Data in this exercise —
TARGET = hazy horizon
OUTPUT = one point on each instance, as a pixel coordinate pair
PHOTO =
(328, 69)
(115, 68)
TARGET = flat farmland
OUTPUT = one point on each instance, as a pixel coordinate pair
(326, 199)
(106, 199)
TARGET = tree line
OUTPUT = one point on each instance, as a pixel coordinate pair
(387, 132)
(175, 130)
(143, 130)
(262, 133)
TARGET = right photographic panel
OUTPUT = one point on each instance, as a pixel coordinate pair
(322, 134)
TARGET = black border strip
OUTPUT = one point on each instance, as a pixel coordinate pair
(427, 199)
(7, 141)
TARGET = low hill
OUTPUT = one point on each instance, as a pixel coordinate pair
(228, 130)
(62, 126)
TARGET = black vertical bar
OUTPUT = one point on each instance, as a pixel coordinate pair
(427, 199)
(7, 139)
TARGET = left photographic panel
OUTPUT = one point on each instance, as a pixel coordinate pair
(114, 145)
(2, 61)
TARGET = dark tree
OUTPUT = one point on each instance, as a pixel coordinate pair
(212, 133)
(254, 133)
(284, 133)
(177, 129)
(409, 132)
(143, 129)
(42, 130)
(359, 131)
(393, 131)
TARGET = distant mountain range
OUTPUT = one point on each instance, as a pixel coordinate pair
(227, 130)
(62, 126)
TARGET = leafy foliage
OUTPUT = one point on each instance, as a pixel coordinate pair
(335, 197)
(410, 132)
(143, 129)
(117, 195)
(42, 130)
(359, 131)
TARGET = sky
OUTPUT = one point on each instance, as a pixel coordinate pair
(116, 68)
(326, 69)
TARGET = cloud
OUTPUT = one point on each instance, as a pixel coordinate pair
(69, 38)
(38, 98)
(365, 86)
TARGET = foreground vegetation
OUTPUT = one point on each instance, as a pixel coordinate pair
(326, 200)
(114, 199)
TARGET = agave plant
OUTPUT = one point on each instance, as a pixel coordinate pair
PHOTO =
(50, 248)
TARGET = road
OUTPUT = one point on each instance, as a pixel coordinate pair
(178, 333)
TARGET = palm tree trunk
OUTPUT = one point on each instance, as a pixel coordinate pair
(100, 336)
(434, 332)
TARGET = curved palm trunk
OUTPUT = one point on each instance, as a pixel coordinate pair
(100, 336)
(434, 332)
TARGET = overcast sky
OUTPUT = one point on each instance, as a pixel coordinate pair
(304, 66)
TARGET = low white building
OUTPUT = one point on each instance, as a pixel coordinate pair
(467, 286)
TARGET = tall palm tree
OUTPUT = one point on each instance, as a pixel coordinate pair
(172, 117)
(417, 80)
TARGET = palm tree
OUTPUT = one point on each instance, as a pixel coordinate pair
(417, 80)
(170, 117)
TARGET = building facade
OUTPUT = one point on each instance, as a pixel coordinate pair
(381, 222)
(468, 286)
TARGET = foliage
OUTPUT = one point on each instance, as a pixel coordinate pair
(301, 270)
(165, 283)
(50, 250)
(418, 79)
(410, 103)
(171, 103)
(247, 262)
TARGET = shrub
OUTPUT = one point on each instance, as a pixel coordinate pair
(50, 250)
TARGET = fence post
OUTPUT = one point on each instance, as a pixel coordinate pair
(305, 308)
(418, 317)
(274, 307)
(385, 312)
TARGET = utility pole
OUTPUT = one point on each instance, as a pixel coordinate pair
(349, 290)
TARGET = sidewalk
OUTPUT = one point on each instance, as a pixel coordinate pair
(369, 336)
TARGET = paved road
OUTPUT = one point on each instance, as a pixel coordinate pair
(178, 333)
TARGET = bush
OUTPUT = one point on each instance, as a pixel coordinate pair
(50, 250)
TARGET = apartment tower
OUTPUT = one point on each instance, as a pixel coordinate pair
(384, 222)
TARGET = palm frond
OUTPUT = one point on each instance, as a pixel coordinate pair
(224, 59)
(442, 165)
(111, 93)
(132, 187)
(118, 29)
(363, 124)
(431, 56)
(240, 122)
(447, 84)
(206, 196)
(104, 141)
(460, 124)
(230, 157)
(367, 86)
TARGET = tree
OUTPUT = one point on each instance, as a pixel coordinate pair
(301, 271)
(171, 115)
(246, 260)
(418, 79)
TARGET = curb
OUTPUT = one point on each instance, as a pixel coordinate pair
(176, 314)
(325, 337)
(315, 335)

What you should do — Every line from the one containing "TARGET = paved road" through the end of the data must be repeated exactly, and no other line.

Output for this exercise —
TARGET = paved road
OUTPUT = one point on each instance, as a pixel coordinate pair
(178, 333)
TARGET = bush
OUTPUT = one point on each instance, as a pixel coordinate pair
(50, 250)
TARGET = apartment tower
OUTPUT = one point on each instance, as a pixel coordinate pair
(384, 222)
TARGET = palm frond
OUTPUT = one point on each instance, as a pixel coordinate pair
(224, 59)
(442, 165)
(111, 93)
(132, 187)
(118, 29)
(363, 124)
(431, 56)
(240, 122)
(447, 84)
(206, 196)
(104, 141)
(460, 124)
(230, 157)
(367, 86)
TARGET = tree
OUTPUT = one point on each instance, as a pixel coordinate pair
(301, 271)
(171, 115)
(246, 260)
(418, 79)
TARGET = curb
OUTPUT = one point on each instance, as a pixel coordinate pair
(176, 314)
(325, 337)
(315, 335)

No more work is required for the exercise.